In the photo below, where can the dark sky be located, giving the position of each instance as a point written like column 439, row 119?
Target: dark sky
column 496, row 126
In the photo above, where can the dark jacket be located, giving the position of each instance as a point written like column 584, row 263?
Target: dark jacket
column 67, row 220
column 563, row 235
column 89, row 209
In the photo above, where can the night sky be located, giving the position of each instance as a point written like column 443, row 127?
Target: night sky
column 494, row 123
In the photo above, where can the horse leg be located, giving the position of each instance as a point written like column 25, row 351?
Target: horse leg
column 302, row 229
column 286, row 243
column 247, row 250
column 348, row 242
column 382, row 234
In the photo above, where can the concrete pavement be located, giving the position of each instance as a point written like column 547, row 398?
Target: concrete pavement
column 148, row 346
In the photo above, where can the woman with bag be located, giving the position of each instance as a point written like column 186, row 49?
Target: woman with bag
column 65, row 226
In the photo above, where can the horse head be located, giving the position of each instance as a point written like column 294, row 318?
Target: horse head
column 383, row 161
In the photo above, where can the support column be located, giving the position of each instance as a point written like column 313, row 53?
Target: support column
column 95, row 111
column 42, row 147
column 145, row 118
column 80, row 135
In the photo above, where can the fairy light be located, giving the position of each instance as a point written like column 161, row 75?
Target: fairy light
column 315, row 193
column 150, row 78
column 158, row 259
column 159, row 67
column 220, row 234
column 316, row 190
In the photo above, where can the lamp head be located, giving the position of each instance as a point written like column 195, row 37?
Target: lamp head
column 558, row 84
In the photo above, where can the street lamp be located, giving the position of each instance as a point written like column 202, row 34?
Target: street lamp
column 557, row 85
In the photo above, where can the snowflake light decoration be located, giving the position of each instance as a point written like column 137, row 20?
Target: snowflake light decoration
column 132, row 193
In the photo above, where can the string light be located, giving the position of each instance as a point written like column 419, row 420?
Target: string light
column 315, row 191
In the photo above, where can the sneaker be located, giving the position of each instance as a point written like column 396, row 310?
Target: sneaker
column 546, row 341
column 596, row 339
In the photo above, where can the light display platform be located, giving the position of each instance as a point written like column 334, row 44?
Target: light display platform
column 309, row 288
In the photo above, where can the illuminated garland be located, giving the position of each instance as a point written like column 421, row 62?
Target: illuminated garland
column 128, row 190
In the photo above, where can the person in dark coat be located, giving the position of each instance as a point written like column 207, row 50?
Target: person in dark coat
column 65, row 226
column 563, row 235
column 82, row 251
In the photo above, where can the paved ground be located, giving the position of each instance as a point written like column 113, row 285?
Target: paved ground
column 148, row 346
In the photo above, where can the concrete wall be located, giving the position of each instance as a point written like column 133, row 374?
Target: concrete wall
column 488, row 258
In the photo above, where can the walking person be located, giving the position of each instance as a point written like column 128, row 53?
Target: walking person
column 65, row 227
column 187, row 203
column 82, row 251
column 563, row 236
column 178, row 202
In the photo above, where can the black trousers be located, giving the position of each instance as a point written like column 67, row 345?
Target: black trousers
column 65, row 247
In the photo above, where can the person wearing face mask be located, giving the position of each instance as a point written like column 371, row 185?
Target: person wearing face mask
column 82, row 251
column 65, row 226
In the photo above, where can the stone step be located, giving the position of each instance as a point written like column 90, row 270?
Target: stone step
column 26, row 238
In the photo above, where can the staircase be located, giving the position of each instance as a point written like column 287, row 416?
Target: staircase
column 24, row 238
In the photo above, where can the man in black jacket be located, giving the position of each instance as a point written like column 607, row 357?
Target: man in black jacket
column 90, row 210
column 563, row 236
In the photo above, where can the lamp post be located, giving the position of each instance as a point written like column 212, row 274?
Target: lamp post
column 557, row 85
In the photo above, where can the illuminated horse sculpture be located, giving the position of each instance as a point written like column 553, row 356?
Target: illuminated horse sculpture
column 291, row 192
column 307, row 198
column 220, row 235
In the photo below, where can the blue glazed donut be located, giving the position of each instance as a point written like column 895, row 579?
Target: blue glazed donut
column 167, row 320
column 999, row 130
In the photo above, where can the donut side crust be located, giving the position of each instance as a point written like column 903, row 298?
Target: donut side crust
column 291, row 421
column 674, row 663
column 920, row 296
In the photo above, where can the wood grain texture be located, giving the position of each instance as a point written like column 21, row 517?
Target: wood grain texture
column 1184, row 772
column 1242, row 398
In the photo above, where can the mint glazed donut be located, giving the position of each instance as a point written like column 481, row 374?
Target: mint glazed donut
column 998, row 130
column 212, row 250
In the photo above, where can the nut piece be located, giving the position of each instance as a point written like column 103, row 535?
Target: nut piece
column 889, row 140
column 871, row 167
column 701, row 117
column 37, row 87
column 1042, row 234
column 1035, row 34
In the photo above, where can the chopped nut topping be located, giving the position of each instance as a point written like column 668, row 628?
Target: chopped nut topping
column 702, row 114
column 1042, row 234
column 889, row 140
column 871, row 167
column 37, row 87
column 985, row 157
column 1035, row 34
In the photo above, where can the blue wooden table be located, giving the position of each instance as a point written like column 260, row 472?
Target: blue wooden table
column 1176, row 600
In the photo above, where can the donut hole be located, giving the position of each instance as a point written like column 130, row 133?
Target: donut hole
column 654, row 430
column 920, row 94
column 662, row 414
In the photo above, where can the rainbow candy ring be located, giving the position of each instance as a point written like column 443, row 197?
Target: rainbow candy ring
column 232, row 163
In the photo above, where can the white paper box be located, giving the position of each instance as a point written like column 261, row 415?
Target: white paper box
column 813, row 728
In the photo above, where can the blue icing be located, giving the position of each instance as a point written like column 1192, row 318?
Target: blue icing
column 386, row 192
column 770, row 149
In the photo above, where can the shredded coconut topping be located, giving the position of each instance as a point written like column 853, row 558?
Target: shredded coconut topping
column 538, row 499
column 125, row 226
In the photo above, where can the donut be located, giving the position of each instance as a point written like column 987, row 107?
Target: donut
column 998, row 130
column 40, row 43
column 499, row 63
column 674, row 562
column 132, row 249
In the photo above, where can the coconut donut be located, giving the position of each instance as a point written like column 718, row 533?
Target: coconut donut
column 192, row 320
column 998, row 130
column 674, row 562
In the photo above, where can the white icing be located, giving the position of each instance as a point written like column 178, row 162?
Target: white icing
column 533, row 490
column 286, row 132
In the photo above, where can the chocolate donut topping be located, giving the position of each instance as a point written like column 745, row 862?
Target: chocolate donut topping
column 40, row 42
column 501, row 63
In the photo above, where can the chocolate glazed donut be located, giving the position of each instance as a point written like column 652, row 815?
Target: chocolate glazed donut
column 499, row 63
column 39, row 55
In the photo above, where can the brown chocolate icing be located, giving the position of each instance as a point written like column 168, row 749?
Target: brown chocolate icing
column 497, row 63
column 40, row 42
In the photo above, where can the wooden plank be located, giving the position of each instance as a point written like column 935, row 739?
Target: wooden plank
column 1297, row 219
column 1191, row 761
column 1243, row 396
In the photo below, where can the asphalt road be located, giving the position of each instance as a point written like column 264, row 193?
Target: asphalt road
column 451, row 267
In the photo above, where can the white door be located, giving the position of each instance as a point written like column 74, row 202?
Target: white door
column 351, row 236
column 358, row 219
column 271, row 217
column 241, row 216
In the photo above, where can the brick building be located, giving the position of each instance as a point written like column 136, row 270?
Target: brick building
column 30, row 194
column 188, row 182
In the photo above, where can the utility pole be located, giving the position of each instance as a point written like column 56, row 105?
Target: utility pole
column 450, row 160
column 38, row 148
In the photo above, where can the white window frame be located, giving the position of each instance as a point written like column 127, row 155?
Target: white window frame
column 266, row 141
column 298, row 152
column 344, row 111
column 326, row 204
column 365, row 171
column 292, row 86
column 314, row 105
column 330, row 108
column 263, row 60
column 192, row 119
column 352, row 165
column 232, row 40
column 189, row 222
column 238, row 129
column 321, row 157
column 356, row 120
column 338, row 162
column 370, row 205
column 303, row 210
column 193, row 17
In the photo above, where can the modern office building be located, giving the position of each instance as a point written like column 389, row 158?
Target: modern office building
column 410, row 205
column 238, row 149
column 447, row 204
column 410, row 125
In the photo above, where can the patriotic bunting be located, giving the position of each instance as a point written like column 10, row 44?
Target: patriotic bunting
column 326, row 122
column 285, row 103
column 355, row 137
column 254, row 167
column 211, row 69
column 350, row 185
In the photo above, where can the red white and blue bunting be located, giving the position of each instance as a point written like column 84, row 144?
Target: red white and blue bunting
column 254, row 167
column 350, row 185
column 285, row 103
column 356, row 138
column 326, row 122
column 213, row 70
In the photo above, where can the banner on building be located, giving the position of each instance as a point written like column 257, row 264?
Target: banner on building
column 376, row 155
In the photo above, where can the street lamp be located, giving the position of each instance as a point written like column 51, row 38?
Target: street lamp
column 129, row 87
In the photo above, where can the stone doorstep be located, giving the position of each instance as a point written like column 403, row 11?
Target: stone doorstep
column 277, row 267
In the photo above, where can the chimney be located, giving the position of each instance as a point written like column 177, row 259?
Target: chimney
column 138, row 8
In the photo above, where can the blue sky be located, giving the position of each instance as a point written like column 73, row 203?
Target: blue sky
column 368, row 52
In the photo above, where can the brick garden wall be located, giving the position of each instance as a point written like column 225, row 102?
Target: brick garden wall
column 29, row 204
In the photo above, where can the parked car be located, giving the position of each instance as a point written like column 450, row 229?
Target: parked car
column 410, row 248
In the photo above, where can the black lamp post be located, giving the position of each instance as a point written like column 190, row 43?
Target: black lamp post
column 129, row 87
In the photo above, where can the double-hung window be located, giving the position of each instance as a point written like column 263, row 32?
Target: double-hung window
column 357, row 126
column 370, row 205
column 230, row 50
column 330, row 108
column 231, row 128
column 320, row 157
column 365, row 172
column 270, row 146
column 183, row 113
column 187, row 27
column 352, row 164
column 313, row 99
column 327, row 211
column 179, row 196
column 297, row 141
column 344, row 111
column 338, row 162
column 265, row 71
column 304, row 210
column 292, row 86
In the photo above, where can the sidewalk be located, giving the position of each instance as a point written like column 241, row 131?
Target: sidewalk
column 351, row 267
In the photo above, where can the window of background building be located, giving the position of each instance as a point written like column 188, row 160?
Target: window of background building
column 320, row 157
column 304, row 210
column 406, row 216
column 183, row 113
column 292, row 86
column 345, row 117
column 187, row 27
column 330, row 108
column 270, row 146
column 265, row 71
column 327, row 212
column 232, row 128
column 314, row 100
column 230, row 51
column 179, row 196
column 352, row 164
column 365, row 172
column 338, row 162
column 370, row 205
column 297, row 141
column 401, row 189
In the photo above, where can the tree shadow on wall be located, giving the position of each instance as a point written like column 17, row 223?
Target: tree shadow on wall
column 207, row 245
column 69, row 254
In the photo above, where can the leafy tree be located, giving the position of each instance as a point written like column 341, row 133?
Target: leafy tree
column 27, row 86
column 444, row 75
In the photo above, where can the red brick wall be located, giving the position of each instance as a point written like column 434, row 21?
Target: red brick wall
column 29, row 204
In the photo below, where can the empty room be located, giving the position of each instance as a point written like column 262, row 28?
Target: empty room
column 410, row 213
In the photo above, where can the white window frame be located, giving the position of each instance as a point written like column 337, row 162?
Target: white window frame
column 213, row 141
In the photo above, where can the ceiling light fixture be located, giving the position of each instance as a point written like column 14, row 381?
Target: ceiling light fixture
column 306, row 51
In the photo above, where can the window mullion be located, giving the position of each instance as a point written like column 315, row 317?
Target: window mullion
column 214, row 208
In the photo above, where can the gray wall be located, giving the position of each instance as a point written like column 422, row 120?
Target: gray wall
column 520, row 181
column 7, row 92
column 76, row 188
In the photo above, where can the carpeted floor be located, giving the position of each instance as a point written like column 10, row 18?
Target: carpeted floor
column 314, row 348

═══

• **Task to complete**
Read through the material above, and whenever a line contains "below", copy it.

• **Written solution**
In the photo below, where can the dark sky be located, giving the position of each instance as a point written like column 439, row 119?
In the photo below, where can the blue glazed donut be located, giving the position of each instance as a point written like column 895, row 579?
In the photo below, where can the asphalt road be located, giving the position of each instance as a point written like column 264, row 193?
In the photo below, where can the empty room be located, giving the position of each instance as a point written like column 262, row 28?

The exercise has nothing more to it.